What is expected:
Retype exactly the lines that run from the line with "Target: flame" to the final line of the entries, keeping both ends and nothing else.

--- START ---

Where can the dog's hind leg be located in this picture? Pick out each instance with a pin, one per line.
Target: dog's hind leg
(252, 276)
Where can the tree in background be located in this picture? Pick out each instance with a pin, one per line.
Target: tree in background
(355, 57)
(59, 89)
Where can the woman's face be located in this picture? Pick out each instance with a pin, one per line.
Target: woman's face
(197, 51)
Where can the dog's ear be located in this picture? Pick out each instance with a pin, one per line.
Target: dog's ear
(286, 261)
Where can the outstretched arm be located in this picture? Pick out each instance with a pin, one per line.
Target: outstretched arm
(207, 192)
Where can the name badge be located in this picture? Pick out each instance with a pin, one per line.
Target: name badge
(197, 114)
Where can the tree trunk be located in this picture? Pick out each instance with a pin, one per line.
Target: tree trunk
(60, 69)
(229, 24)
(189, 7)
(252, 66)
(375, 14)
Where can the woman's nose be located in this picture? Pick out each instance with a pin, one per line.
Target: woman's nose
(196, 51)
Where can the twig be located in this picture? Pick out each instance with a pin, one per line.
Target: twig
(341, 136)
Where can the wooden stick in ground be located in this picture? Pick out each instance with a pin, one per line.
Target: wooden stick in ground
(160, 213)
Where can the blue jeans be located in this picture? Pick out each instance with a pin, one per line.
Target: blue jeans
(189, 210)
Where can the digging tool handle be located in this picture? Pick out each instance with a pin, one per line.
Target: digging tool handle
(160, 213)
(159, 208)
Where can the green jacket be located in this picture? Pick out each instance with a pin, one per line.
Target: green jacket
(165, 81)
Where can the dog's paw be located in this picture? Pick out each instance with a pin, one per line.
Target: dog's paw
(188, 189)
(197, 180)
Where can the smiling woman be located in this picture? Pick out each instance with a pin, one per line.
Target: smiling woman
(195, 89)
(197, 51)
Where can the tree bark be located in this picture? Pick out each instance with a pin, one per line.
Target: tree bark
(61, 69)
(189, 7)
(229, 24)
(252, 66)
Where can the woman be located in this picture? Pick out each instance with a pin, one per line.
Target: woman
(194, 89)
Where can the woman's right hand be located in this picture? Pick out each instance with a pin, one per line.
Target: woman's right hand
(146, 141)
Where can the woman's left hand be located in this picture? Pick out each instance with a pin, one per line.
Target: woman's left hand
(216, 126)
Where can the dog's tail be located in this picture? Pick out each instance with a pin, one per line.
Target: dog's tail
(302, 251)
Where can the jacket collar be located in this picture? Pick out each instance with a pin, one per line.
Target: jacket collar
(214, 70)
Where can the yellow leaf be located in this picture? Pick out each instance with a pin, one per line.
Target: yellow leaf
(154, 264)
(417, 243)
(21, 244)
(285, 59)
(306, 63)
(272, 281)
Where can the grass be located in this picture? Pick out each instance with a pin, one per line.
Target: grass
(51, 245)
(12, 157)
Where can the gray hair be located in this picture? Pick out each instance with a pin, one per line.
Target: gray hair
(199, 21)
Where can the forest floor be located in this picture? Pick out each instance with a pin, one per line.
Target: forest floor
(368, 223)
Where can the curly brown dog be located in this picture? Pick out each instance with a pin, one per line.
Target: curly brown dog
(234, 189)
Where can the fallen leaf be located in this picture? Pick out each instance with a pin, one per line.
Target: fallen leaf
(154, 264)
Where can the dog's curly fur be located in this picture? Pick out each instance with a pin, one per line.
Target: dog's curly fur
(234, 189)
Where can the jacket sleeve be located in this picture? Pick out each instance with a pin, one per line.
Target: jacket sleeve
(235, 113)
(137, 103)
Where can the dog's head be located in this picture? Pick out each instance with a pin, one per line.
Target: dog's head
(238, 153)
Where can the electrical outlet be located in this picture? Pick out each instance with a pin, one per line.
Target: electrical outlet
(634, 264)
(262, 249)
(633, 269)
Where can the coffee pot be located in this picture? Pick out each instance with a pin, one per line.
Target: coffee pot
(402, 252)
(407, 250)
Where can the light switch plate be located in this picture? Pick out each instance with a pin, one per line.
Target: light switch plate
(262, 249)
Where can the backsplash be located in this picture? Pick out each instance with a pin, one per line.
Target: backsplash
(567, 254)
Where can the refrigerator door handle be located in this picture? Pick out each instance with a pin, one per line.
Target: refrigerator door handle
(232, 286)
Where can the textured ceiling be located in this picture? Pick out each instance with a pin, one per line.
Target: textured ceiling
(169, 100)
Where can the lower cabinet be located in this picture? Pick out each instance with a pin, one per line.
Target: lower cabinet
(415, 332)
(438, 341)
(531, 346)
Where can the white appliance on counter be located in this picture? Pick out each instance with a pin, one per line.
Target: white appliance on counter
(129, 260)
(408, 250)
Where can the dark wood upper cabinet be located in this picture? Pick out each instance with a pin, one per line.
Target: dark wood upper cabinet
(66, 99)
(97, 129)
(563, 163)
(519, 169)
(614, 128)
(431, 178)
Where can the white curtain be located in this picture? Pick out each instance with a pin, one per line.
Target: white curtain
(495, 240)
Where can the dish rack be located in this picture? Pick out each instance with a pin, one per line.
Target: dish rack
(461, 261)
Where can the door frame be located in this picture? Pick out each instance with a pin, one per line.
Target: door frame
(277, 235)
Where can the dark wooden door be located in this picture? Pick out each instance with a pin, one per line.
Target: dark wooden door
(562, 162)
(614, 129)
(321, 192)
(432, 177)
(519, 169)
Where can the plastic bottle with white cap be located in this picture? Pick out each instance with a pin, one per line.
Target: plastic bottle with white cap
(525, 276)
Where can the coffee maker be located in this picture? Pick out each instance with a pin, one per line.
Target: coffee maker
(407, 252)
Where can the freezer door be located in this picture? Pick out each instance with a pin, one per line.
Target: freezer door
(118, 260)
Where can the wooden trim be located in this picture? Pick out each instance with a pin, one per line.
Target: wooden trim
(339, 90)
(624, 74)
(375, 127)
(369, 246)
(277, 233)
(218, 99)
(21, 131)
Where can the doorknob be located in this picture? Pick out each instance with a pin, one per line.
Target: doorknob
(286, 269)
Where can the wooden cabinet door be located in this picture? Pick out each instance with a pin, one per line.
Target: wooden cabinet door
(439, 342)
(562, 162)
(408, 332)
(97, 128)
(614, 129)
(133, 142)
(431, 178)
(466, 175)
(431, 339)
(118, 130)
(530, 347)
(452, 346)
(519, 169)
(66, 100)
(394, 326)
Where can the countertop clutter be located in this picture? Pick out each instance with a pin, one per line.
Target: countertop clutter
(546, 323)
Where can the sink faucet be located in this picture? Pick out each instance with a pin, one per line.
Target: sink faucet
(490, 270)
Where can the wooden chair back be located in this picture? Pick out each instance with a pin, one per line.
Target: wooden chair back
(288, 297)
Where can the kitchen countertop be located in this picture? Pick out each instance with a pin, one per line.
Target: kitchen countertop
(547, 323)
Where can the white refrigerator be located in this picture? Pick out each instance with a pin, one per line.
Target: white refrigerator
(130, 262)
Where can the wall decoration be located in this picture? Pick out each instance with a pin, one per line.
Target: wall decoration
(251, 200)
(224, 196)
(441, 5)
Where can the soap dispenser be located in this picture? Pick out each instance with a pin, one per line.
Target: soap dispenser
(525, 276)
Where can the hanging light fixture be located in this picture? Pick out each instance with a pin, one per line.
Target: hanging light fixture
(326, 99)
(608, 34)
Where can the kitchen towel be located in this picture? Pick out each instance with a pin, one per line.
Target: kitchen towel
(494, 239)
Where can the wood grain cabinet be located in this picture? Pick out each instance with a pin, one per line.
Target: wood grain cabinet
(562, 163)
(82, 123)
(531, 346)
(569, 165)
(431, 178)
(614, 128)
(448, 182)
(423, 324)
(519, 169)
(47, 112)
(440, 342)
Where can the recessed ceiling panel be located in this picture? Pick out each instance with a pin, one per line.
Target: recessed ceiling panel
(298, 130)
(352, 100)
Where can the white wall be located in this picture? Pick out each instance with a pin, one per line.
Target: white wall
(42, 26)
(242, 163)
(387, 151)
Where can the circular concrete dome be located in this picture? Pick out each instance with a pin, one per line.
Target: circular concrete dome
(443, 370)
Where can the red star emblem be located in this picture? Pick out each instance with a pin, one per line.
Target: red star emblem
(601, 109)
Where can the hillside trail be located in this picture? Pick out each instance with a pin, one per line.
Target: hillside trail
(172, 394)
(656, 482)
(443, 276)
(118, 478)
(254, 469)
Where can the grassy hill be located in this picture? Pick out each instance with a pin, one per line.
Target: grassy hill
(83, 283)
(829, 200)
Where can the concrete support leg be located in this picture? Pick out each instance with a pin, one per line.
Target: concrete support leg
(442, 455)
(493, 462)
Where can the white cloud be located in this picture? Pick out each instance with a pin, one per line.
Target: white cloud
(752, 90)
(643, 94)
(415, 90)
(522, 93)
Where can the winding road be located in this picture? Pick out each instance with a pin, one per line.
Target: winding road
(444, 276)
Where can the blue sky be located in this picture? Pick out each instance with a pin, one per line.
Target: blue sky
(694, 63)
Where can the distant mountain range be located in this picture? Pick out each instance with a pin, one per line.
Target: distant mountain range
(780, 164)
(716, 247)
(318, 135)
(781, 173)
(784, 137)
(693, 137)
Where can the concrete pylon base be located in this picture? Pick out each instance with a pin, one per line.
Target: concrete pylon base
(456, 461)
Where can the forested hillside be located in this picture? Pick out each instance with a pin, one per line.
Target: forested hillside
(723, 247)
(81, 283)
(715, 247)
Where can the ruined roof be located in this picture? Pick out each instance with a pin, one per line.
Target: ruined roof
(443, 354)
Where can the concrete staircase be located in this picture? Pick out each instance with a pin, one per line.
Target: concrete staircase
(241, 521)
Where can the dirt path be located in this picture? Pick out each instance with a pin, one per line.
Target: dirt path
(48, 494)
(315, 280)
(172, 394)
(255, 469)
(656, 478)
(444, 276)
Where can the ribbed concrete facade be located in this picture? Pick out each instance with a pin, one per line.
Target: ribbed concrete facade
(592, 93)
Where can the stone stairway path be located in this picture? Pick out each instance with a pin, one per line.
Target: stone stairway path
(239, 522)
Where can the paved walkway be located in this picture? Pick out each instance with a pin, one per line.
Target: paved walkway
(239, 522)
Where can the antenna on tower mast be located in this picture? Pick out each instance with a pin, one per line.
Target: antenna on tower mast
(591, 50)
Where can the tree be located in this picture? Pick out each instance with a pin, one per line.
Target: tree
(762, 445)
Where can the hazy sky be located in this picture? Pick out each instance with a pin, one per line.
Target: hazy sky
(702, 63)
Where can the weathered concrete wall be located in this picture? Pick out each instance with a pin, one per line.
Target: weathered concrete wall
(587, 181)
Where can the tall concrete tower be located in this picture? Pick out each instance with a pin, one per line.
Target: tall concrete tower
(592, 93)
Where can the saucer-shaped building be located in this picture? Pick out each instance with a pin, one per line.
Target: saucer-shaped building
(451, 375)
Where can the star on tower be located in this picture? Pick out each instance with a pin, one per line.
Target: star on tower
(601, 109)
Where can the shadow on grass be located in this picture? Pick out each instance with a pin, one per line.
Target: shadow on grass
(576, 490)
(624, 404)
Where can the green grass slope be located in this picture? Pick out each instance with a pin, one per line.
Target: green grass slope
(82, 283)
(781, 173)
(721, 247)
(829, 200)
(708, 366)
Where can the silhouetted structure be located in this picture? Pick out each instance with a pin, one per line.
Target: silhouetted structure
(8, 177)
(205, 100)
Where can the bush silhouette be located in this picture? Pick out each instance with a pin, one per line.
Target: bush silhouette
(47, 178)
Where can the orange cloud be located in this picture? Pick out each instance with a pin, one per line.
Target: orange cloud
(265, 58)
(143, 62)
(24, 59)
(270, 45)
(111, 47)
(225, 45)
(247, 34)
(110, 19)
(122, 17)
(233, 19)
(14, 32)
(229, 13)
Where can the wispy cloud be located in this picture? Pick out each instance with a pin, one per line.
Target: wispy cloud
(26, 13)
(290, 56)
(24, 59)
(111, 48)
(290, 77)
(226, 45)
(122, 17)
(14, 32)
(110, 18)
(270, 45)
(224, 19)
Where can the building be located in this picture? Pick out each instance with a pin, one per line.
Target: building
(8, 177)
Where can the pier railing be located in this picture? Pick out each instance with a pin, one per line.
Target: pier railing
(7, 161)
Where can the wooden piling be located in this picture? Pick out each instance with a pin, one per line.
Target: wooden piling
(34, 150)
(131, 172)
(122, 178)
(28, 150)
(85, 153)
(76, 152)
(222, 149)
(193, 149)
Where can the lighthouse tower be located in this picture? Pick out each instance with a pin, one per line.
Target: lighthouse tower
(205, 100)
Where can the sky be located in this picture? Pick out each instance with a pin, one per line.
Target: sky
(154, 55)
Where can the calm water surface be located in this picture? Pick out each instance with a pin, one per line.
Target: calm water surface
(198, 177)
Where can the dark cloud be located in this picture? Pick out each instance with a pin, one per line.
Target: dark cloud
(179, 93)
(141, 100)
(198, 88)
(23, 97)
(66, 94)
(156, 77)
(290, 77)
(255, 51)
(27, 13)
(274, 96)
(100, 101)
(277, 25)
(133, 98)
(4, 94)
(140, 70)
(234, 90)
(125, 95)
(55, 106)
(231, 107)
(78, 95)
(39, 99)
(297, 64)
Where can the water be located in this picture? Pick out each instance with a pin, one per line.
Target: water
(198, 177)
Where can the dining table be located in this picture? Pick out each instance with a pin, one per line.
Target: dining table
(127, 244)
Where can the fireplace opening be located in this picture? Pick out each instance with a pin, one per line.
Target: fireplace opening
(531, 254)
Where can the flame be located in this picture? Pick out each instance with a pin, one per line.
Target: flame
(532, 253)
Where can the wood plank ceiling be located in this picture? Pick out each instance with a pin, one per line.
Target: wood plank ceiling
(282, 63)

--- END ---

Result for this exercise:
Target: flame
(532, 253)
Where can the wood plank ceiling be located in this picture? Pick out each instance with a pin, one per line.
Target: wood plank ceiling
(282, 63)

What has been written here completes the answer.